Task
Report each line of the material below that contains the string "post", copying the whole line. Case matters, so count only matches with the same capitalization.

Records for the task
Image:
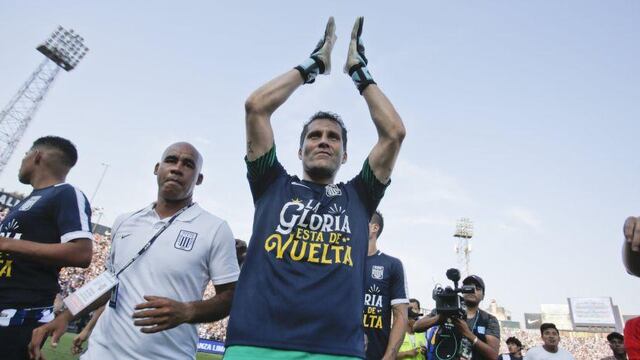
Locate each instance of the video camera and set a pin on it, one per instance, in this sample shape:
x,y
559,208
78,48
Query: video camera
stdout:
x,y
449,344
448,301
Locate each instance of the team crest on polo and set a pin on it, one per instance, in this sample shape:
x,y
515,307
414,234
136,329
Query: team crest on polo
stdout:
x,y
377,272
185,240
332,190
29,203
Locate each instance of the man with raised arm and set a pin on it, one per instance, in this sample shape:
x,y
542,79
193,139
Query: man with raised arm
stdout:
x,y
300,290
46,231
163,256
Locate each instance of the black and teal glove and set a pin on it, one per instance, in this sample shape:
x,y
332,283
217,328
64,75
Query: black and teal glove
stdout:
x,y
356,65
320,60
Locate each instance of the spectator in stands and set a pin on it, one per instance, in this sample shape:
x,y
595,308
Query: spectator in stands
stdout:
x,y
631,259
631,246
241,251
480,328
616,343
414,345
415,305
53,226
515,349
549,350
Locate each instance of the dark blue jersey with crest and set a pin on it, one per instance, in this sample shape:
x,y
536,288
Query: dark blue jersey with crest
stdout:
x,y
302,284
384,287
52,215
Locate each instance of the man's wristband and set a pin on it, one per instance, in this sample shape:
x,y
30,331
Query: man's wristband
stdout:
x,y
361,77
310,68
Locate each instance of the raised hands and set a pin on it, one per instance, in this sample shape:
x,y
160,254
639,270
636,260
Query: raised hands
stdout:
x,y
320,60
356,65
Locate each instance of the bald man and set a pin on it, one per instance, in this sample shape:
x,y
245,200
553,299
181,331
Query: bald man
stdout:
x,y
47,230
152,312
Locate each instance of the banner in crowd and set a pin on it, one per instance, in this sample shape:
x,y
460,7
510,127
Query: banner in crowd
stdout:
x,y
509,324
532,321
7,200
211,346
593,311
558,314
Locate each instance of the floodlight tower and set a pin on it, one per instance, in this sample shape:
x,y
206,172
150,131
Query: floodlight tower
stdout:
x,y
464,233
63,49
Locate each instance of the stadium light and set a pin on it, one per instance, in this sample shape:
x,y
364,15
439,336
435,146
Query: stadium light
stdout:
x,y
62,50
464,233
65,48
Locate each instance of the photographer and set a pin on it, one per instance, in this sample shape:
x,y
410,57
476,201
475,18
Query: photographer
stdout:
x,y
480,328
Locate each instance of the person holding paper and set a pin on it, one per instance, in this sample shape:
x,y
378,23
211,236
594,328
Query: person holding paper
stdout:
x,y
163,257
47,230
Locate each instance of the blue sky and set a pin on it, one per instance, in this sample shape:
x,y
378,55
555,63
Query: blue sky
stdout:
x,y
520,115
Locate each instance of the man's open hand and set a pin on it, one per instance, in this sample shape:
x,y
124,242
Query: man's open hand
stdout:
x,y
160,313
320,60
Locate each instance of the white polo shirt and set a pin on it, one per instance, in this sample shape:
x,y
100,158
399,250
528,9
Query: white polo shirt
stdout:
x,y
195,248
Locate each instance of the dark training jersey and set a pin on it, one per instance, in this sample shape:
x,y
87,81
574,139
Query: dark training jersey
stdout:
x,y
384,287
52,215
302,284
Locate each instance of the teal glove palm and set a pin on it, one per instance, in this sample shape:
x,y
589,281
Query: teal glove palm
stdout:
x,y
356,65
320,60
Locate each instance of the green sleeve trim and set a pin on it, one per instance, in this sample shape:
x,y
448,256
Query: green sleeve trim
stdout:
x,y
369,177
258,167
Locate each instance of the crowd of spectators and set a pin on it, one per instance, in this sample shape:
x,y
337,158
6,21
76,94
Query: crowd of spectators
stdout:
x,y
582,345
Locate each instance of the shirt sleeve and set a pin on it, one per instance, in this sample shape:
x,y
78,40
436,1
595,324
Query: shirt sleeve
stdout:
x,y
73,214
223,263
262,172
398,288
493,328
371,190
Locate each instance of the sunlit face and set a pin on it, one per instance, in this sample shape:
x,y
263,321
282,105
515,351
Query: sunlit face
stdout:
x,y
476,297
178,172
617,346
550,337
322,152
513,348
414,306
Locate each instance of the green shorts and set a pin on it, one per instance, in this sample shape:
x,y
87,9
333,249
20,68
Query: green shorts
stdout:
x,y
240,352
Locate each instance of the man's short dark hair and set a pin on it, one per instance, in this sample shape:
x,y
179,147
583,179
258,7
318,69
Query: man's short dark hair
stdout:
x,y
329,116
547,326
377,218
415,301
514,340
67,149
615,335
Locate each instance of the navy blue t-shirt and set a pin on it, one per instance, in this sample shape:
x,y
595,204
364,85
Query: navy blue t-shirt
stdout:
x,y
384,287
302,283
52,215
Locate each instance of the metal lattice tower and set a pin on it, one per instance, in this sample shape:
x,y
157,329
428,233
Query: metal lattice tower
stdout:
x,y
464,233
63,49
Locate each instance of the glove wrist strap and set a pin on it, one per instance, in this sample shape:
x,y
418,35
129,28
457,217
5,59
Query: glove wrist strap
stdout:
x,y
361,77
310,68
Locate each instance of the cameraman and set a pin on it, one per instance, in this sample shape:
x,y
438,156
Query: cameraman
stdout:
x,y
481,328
* * *
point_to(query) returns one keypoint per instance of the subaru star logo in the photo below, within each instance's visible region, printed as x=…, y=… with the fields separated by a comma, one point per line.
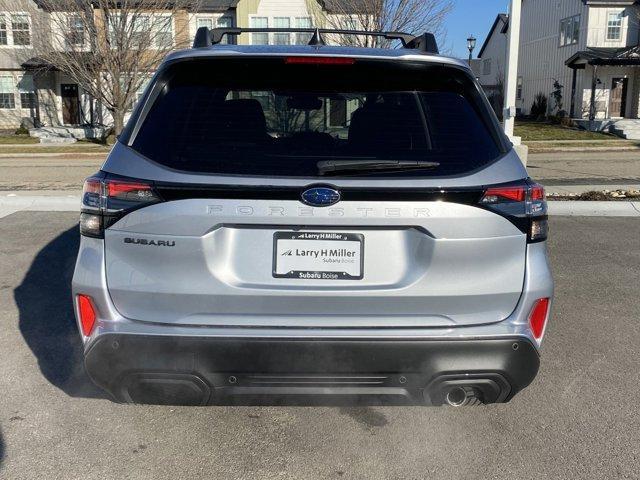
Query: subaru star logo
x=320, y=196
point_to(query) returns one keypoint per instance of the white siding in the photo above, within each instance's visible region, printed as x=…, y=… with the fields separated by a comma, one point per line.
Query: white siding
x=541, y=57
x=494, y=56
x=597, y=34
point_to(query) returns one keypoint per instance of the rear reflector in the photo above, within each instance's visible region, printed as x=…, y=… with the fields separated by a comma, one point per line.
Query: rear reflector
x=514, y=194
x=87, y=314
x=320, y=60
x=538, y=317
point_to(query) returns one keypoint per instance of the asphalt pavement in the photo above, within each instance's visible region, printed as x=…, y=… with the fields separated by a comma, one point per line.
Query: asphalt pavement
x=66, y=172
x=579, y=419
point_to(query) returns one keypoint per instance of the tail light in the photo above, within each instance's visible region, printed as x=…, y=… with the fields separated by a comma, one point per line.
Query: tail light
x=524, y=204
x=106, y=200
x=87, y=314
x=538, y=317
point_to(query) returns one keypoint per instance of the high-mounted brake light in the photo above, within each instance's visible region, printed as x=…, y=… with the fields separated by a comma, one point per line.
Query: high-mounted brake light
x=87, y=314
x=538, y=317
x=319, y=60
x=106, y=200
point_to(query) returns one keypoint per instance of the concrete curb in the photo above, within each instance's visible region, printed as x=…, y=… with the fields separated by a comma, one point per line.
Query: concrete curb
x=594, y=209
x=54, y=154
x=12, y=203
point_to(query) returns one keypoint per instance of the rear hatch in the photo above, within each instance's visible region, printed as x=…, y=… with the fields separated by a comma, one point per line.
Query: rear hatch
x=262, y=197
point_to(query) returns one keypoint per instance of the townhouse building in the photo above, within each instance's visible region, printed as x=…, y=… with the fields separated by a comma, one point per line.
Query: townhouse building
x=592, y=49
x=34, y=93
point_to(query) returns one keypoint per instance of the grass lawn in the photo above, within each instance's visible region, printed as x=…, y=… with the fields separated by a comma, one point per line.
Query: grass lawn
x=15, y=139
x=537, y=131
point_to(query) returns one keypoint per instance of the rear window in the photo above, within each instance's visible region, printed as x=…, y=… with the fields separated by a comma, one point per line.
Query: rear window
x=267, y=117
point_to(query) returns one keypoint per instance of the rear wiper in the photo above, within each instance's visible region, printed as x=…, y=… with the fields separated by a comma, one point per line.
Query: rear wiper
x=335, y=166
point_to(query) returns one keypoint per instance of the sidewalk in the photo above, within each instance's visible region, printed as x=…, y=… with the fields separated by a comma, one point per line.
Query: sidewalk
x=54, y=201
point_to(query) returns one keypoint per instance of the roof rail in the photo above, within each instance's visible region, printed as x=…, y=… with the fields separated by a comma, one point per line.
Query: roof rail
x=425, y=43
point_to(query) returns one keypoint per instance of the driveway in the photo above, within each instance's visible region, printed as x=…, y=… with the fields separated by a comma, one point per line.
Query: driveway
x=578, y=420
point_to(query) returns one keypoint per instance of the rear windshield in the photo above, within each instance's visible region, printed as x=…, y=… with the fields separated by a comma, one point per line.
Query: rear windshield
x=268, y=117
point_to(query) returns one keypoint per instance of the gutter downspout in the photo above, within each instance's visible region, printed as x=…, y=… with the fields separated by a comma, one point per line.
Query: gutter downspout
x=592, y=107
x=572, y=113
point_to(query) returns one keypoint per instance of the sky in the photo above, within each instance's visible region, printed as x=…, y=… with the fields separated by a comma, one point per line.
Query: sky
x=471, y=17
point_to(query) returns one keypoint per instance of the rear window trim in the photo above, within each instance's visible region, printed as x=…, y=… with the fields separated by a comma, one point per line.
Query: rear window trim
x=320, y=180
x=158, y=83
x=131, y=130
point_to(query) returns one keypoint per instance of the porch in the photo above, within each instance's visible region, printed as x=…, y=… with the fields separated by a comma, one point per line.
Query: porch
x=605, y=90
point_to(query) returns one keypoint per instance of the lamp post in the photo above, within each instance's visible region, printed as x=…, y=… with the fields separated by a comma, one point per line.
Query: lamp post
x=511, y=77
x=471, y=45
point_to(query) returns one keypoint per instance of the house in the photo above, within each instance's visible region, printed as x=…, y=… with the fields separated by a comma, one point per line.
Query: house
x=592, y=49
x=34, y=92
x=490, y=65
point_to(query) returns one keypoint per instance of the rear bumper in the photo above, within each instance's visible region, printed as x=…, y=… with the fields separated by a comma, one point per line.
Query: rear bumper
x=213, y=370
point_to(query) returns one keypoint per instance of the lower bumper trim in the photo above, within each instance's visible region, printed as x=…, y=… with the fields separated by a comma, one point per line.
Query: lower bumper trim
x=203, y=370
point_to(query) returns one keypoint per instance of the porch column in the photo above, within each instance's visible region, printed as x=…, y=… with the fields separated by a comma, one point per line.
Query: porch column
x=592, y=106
---
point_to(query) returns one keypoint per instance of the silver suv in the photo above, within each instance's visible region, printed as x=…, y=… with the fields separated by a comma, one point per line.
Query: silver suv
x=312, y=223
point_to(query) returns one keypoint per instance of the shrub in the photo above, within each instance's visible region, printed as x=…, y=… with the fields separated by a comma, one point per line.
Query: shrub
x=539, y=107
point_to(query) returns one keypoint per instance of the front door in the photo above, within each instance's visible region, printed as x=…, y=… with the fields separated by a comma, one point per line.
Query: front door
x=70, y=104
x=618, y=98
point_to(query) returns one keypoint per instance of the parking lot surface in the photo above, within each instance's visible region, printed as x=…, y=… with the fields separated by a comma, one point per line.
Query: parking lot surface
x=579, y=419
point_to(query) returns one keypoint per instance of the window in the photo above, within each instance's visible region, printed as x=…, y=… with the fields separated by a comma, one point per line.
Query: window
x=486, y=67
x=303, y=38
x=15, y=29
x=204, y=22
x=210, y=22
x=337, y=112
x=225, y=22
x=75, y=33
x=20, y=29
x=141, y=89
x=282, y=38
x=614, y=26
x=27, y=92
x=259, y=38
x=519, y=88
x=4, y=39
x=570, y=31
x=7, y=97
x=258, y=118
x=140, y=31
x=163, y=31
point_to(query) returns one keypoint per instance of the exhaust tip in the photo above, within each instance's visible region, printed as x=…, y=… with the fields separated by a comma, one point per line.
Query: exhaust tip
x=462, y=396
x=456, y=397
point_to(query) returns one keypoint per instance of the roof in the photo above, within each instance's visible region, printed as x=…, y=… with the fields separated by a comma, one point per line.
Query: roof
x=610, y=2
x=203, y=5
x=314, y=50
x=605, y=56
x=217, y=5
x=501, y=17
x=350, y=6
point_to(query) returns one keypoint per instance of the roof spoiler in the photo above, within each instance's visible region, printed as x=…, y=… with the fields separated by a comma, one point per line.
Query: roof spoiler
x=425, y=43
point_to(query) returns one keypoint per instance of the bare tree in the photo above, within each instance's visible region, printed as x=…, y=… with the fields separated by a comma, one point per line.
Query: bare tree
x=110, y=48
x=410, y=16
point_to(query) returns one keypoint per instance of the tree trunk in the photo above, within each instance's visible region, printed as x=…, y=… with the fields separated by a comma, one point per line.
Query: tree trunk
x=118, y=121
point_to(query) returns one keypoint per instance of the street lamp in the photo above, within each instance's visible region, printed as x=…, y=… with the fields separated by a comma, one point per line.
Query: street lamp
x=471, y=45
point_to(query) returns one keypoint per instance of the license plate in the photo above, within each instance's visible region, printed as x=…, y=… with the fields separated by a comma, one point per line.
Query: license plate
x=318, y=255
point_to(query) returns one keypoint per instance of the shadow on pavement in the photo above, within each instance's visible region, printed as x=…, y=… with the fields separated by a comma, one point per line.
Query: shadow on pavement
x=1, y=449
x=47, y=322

Answer for the task
point_to(query) returns one keypoint per instance of the lamp post in the photo above, within each instance's visible region, printed as x=…, y=… with the fields separated by a comma, one point per line.
Query: lamp post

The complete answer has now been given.